╔══
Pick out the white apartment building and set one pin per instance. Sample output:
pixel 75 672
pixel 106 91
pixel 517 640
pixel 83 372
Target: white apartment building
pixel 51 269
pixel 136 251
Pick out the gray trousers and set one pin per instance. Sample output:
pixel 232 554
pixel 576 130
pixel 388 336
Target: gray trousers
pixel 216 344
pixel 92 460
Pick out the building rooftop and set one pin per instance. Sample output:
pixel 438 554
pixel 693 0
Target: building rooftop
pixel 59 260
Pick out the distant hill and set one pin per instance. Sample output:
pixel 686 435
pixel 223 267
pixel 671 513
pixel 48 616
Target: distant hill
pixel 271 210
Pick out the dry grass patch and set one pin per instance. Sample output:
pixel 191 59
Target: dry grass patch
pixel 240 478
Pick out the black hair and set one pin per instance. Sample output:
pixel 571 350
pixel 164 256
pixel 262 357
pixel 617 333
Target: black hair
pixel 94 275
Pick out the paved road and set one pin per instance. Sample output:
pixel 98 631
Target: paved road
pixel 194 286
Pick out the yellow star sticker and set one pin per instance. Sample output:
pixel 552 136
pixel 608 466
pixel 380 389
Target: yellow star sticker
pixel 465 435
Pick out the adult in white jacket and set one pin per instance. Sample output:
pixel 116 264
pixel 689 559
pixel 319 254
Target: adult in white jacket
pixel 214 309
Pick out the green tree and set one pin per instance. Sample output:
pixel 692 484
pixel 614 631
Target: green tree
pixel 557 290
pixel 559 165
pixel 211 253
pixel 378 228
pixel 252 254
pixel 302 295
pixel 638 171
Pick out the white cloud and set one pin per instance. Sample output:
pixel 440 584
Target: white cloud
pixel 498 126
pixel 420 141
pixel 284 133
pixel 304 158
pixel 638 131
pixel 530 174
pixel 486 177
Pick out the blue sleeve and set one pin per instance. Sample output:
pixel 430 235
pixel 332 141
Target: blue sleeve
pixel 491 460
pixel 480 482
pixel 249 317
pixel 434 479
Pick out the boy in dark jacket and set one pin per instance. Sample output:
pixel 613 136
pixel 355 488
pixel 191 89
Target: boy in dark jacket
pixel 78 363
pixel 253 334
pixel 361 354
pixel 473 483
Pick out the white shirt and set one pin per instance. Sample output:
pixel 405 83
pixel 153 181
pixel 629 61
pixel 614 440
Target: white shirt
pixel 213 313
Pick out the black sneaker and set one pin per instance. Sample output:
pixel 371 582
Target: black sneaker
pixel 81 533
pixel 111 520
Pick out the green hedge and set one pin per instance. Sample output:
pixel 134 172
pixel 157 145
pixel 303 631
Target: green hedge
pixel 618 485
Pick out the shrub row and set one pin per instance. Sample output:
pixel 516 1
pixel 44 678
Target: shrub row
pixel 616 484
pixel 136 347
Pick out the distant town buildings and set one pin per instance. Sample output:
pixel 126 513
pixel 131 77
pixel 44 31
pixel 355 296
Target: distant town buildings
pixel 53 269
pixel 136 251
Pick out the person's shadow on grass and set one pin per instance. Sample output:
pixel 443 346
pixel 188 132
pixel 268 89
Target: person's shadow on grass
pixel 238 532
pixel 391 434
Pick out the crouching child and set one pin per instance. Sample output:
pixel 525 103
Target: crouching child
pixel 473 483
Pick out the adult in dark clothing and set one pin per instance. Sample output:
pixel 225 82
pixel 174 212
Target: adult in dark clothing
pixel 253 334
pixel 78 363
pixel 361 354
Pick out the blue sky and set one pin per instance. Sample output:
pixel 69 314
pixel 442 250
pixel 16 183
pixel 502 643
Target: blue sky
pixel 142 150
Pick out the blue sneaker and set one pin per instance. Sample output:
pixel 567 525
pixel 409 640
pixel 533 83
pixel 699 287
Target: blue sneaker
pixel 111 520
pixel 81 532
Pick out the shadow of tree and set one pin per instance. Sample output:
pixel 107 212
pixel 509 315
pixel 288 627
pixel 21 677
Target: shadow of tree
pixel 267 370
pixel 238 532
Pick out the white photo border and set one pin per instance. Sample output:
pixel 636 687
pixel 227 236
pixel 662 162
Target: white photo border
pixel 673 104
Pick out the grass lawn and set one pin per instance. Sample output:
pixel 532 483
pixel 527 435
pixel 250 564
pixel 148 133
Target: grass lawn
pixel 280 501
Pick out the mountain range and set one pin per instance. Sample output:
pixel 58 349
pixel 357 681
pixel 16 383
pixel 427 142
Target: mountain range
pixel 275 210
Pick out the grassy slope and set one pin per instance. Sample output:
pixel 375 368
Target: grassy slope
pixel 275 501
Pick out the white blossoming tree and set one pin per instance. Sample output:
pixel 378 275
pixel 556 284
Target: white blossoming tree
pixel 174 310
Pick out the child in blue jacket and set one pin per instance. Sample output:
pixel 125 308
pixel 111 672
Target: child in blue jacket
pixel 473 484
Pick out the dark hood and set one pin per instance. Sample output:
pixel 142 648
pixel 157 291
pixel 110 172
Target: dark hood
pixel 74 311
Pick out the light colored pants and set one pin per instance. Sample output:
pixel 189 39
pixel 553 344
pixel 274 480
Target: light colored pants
╚══
* **TASK STATEMENT**: Please output the complete data exactly.

* **PROBLEM SOLUTION**:
Pick out the white apartment building and set one pin per instance. Sample output:
pixel 75 672
pixel 106 91
pixel 517 640
pixel 83 372
Target: white apartment building
pixel 51 269
pixel 136 251
Pick out the gray trousers and set one pin per instance. Sample output:
pixel 232 554
pixel 576 130
pixel 388 336
Target: gray trousers
pixel 216 344
pixel 92 460
Pick out the building rooftop and set one pin per instance. Sample output:
pixel 438 554
pixel 693 0
Target: building rooftop
pixel 59 260
Pick out the distant hill and set one pin per instance. Sample output:
pixel 686 435
pixel 223 267
pixel 671 513
pixel 48 616
Target: distant hill
pixel 271 210
Pick out the dry grass patch and set one pin per instance. Sample output:
pixel 191 59
Target: dry grass patch
pixel 240 478
Pick out the black hair and set one pin per instance. Sample output:
pixel 571 350
pixel 164 256
pixel 262 357
pixel 617 333
Target: black hair
pixel 94 275
Pick out the paved road and set one pin per instance. Sample output:
pixel 98 631
Target: paved road
pixel 194 286
Pick out the yellow star sticker and set one pin per instance. Sample output:
pixel 552 136
pixel 608 466
pixel 380 389
Target: yellow star sticker
pixel 465 435
Pick out the adult in white jacket and set one pin per instance. Sample output:
pixel 116 264
pixel 689 559
pixel 319 254
Target: adult in white jacket
pixel 214 309
Pick out the green tree and set one pin per instance. Sample output:
pixel 692 484
pixel 614 631
Target: green tree
pixel 557 290
pixel 559 165
pixel 211 253
pixel 378 228
pixel 252 254
pixel 302 295
pixel 638 171
Pick out the white cloud and set one pin per instance. Sample output:
pixel 440 584
Target: white cloud
pixel 498 126
pixel 420 141
pixel 284 133
pixel 304 158
pixel 638 131
pixel 530 174
pixel 486 177
Pick out the blue sleeve and set one pin per instance. Sample output:
pixel 430 235
pixel 332 141
Target: blue sleeve
pixel 491 460
pixel 480 482
pixel 249 317
pixel 434 479
Pick out the boy in dark jacket and set one pin per instance. Sample output:
pixel 613 136
pixel 355 488
pixel 191 89
Target: boy in dark jacket
pixel 78 363
pixel 253 334
pixel 361 354
pixel 473 483
Pick out the white shirt and set one pin per instance. Sample output:
pixel 405 83
pixel 153 181
pixel 629 61
pixel 614 440
Target: white shirt
pixel 213 313
Pick out the black sneaker and set one pin per instance. Sample output:
pixel 371 582
Target: black sneaker
pixel 81 533
pixel 111 520
Pick out the green hedge and set one pin per instance. Sample output:
pixel 134 172
pixel 157 145
pixel 303 631
Target: green hedge
pixel 618 485
Pick out the shrub row and set one pin per instance. Sample output:
pixel 516 1
pixel 44 678
Target: shrub row
pixel 616 484
pixel 136 347
Pick out the distant town buildings and set one pin per instance. Sample output:
pixel 126 513
pixel 131 77
pixel 44 31
pixel 355 296
Target: distant town buildings
pixel 53 269
pixel 136 251
Pick out the person's shadow on grass and set one pin per instance. Sample output:
pixel 443 346
pixel 188 132
pixel 268 89
Target: person's shadow on grass
pixel 238 532
pixel 391 434
Pick out the crouching child and set one pin per instance. Sample output:
pixel 525 103
Target: crouching child
pixel 473 483
Pick out the adult in dark clothing and set one pin per instance. Sample output:
pixel 225 82
pixel 174 212
Target: adult in dark clothing
pixel 253 334
pixel 78 363
pixel 361 354
Pick out the blue sky and set one pin per instance. Sample output:
pixel 69 314
pixel 442 250
pixel 16 183
pixel 502 643
Target: blue sky
pixel 142 150
Pick out the blue sneaker and set one pin per instance. Sample output:
pixel 567 525
pixel 409 640
pixel 533 83
pixel 699 287
Target: blue sneaker
pixel 111 520
pixel 81 532
Pick out the shadow of tree and set one pin per instance. Sample output:
pixel 107 212
pixel 509 315
pixel 288 627
pixel 21 677
Target: shadow of tree
pixel 267 370
pixel 238 532
Pick out the white photo border and set one pin per instance. Sample output:
pixel 636 687
pixel 227 236
pixel 662 162
Target: white photo border
pixel 673 104
Pick out the grass lawn and set one pin per instance. Sample output:
pixel 532 483
pixel 527 435
pixel 250 564
pixel 148 133
Target: grass lawn
pixel 280 501
Pick out the mountain range and set one pin per instance. Sample output:
pixel 58 349
pixel 357 681
pixel 16 383
pixel 427 142
Target: mountain range
pixel 275 210
Pick out the grassy slope and set one pin per instance. Sample output:
pixel 375 368
Target: grassy slope
pixel 275 501
Pick out the white blossoming tree and set one pin per instance. Sample output:
pixel 378 275
pixel 556 284
Target: white blossoming tree
pixel 174 310
Pick out the child in blue jacket and set one pin per instance. Sample output:
pixel 125 308
pixel 111 672
Target: child in blue jacket
pixel 473 484
Pick out the dark hood and set one pin per instance. Sample output:
pixel 142 648
pixel 157 291
pixel 110 172
Target: dark hood
pixel 74 311
Pick out the light colored pants and set one pin per instance. Sample output:
pixel 189 39
pixel 553 344
pixel 274 480
Target: light colored pants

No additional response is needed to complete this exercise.